▶ _WHAT YOU ARE ASKED TO DO_: Copy these rows word for word.

** Start TASK DATA **

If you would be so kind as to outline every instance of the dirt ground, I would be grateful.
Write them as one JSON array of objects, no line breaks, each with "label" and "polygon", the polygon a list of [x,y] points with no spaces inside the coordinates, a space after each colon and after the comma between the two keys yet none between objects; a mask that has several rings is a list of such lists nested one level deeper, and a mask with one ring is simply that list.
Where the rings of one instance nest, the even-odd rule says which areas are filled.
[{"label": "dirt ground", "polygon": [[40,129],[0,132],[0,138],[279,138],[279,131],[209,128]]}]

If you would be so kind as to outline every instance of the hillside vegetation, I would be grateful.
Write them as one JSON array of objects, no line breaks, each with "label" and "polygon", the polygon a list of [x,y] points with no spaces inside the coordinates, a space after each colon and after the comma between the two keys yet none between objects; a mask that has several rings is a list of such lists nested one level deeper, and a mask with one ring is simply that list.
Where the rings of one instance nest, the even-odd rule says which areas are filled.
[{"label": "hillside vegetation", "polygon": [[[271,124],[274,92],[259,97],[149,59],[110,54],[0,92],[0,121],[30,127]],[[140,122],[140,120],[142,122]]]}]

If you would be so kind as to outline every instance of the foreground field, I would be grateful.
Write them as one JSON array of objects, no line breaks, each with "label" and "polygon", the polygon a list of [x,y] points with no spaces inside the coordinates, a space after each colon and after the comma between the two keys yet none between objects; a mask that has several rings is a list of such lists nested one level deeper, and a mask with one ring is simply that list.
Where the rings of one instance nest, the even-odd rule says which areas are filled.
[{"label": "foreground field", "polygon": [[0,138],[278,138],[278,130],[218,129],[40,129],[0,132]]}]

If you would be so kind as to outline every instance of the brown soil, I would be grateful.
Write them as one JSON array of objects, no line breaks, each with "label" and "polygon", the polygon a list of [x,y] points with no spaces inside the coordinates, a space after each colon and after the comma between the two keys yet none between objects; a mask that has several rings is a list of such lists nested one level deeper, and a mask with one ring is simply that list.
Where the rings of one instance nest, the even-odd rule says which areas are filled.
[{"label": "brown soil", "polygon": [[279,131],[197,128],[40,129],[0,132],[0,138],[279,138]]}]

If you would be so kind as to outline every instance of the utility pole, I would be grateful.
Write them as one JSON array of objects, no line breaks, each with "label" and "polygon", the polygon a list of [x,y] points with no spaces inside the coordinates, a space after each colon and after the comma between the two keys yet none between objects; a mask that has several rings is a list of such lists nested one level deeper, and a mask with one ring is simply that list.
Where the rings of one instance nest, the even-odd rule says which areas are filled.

** End TASK DATA **

▶ _COMPLETED EXERCISE_:
If you would be so kind as to outline every instance of the dirt ground, I would be grateful.
Write them as one JSON array of objects, no line breaks, each with "label" and "polygon", the polygon a list of [x,y] points with no spaces inside the coordinates, a space after each colon and after the comma between the two keys yet none between objects; a mask that has several rings is a list of such lists nested one level deeper, and a mask with one ring is simply that list.
Where the rings of one instance nest, the even-odd rule says which areas are filled.
[{"label": "dirt ground", "polygon": [[40,129],[0,132],[0,138],[279,138],[279,131],[209,128]]}]

If you would be so kind as to outline every instance of the hillside vegetation, I would be grateful.
Write them as one JSON array of objects, no line breaks, each with "label" and "polygon", the polygon a list of [x,y] points with no spaces inside the coordinates, a space after each colon and after the comma between the two keys yet none between objects; a mask that has several rings is a list of such lists nested one level deeper, and a mask with one ring is simply that list.
Where the rings of one instance nest, the even-odd rule says which areas are filled.
[{"label": "hillside vegetation", "polygon": [[[271,124],[274,92],[259,97],[149,59],[110,54],[0,92],[0,121],[30,127]],[[140,122],[140,120],[142,122]]]}]

If you would be so kind as to outline every instance of the foreground field, I would be grateful.
Write them as one JSON array of objects, no line breaks, each with "label" and "polygon", the polygon a list of [x,y] points with no spaces inside the coordinates, a space after each colon and after the comma between the two keys yet none between objects; a mask that has several rings is a list of such lists nested one level deeper, and a mask with one ring is simply that list.
Where the rings of one instance nest, the even-odd rule says which areas are filled.
[{"label": "foreground field", "polygon": [[0,138],[278,138],[278,130],[218,129],[40,129],[0,132]]}]

If you would be so kind as to outline every instance of the brown soil, I would be grateful.
Write them as one JSON array of objects, no line breaks, each with "label" and "polygon", the polygon a list of [x,y] points with no spaces inside the coordinates, a space after each colon and after the comma between the two keys yet none between objects; a mask that has several rings is a list of such lists nested one level deeper, and a mask with one ring is simply that list.
Where the rings of one instance nest, the even-odd rule says which areas are filled.
[{"label": "brown soil", "polygon": [[279,131],[197,128],[40,129],[0,132],[0,138],[279,138]]}]

If you would be so kind as to outline every instance of the utility pole, I would be grateful.
Write them as one JSON array of objects, no line breaks, each with "label" and "polygon", the polygon a list of [x,y] points with no spaces inside the coordinates, a space after each colon and after the comma between the two keys yet none between objects; a mask that has several rings is a list of such lists nested one level deeper, and a mask with one ring is simply that list.
Where the rings of one instance nest, the even-odd rule says which areas are filled.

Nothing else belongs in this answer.